_Reading passage_

⟨

Research Projects

DSPy

Accepted to the Twelfth International Conference on Learning Representations (ICLR 2024) Accepted to the NeurIPS 2023 Workshop R0-FoMo: Robustness of Few-shot and Zero-shot Learning in Large Foundation Models

DSPy Logo

DSPy is a groundbreaking framework designed to address advanced tasks using language models (LMs) and retrieval models (RMs). With DSPy, programming is emphasized over traditional prompting techniques as you can express any pipeline using clean, Pythonic control flow and incorporate models like GPT-3.5, Llama2, and T5. DSPy introduces a revolutionary perspective that unifies prompting, finetuning, reasoning, and retrieval augmentation, providing a comprehensive solution to LM-based task solving. Drawing inspiration from PyTorch, DSPy allows users to declare needed modules alongside their functionality, rather than focusing on implementation details. The DSPy compiler then automatically traces the modularized format, training LMs to execute declarative steps with optimized prompts for the LMs. Signatures allow for this declarative specification of input/output behavior in DSPy modules, allowing for intuitive communication of clear instructions to LMs, while Teleprompters optimize the performance of LMs, learning from demonstrations to generate effective prompts for desired tasks. In essence, DSPy provides a novel framework that streamlines LM-based task solving from concept to completion, representing a paradigm shift in language model prompting.

⟩

_Dataset records_
⟨

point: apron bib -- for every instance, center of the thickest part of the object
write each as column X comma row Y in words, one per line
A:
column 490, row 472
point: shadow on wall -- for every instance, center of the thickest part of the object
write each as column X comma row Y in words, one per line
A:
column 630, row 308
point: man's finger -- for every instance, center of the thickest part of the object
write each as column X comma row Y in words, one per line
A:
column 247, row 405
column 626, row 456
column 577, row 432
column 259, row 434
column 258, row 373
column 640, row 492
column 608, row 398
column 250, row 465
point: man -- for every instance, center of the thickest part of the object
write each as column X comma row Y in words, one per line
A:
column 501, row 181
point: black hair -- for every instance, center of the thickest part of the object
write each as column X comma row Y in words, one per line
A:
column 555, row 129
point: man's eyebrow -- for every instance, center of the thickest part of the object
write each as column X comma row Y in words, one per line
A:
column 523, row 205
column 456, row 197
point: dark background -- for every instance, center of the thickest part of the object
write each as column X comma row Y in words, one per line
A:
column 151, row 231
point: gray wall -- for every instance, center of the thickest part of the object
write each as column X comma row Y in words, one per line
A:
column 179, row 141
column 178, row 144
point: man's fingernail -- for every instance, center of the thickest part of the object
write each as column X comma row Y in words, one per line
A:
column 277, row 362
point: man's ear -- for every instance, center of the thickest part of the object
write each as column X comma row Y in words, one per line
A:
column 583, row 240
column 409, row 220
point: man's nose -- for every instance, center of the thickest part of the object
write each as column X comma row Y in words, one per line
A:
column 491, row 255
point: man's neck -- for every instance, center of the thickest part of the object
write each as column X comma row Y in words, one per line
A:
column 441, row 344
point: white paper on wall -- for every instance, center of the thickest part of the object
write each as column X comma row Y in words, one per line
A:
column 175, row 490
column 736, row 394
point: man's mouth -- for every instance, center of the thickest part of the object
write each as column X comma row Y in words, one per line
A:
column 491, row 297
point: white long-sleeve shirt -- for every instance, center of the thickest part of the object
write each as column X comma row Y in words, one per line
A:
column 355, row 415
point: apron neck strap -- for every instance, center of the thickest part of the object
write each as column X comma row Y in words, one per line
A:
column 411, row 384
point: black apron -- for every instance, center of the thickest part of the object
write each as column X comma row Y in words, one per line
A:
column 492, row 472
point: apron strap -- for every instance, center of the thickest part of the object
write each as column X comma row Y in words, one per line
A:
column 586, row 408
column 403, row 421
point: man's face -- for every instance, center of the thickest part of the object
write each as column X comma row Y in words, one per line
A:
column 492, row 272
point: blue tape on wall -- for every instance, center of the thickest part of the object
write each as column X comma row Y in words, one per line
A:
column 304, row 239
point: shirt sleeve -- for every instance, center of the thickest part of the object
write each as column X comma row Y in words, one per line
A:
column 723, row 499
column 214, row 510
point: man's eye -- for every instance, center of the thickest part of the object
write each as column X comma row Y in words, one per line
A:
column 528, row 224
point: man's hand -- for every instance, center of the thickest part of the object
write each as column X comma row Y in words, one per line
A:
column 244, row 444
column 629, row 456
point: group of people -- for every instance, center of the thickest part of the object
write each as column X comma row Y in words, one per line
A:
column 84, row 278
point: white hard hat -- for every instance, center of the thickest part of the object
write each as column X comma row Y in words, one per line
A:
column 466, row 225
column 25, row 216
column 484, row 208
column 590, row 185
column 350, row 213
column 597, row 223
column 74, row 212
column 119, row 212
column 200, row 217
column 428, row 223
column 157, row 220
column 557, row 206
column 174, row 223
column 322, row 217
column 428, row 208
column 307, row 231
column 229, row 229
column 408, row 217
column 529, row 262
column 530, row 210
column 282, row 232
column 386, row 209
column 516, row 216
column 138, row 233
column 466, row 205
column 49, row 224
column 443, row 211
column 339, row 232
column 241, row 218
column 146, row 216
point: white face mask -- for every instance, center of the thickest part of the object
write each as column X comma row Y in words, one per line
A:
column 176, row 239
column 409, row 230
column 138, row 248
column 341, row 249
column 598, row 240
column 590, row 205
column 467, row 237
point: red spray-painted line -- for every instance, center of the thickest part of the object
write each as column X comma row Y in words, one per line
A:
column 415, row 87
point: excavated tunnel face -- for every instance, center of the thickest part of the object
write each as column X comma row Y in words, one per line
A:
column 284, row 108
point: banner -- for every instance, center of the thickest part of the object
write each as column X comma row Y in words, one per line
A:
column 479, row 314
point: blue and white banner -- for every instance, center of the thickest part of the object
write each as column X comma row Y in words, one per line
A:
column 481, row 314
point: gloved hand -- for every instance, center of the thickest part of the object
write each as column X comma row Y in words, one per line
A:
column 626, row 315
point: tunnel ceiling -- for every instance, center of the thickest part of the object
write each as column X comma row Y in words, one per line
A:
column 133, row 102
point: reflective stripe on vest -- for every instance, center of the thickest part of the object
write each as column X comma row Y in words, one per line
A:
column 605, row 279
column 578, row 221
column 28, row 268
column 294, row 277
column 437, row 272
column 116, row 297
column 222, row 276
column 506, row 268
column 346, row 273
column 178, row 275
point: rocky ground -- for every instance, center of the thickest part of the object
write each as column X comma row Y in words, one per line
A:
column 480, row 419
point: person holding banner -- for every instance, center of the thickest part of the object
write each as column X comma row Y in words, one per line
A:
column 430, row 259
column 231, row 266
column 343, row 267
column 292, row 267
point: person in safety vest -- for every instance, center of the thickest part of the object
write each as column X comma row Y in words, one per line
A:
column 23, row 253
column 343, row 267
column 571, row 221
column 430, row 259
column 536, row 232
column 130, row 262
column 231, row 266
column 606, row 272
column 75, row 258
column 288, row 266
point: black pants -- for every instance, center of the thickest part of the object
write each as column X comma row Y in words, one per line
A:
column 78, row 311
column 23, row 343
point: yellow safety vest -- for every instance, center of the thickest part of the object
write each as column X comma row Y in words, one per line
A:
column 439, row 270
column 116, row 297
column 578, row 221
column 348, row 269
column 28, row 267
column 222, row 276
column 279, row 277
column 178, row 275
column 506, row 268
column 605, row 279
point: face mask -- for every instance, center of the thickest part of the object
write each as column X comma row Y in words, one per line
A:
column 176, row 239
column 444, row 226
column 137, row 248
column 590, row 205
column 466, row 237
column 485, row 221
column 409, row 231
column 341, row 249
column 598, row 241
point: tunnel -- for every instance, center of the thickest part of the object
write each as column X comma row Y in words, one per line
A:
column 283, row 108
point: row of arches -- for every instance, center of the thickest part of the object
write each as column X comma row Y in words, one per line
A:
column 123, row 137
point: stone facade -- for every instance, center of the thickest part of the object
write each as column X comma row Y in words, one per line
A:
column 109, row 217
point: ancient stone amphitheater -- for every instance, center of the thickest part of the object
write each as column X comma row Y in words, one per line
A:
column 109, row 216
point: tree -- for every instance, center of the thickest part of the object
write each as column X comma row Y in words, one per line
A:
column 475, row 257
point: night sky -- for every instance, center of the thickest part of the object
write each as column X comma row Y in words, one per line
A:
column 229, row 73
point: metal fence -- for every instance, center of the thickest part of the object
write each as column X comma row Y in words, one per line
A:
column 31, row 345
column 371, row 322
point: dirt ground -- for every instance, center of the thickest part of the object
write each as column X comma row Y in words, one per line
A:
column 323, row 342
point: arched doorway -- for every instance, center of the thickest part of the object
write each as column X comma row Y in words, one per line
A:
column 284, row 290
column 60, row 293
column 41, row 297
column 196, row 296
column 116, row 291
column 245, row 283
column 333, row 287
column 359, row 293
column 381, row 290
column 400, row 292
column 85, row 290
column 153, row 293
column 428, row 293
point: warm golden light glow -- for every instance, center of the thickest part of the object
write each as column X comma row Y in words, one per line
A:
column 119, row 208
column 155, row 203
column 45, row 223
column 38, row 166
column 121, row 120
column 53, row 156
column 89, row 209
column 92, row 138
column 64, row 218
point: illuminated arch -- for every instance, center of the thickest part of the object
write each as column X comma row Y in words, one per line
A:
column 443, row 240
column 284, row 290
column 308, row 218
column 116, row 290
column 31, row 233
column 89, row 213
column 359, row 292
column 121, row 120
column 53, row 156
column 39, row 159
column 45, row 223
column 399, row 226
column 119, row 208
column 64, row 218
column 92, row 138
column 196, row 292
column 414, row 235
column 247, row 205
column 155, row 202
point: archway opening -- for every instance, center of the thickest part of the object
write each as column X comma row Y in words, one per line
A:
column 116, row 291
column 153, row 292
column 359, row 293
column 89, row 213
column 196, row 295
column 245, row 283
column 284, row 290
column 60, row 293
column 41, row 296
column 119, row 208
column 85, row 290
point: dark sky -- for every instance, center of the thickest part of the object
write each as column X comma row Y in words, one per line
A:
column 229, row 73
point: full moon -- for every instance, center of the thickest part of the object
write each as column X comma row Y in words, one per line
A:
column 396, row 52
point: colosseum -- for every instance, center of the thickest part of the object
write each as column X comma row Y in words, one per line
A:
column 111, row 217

⟩

_Task item 1_
According to the DSPy description, what do Signatures specify in DSPy modules?
_Task item 2_
Carry on the DSPy description from the point where it stops.
The entries have nothing to do with the DSPy description.

_Output 1_
Signatures give the declarative specification of input/output behavior in DSPy modules.

_Output 2_
I’ve had the great pleasure of working under the mentorship of Omar Khattab and the DSPy team at Stanford in bringing DSPy to life.

Want to learn more? Check out these resources:

PORT

Under review.

PORT (Private Optimal Runtime Training) is a solver framework that optimizes network runtime and optimizes RAM usage for training models on memory-constrained devices. By leveraging unified memory of device accelerators, PORT refines network layers and frames training as an ILP, enabling dynamic selection of the best accelerator for each network node and leading to substantial runtime enhancements across diverse devices.

I’ve had the great pleasure of working under the mentorship of Shishir Patil and the research team at the Sky Lab in UC Berkeley.

Quadrotor Drone Stability (in-progress)

This project involves training quadrotor drones to stabilize and reach target positions while simulating under environments where one, two or three propellors experience failure.

I’ve had the great pleasure of working under the mentorship of Zhongyu Li and the research team at the Hybrid Robotics group in UC Berkeley.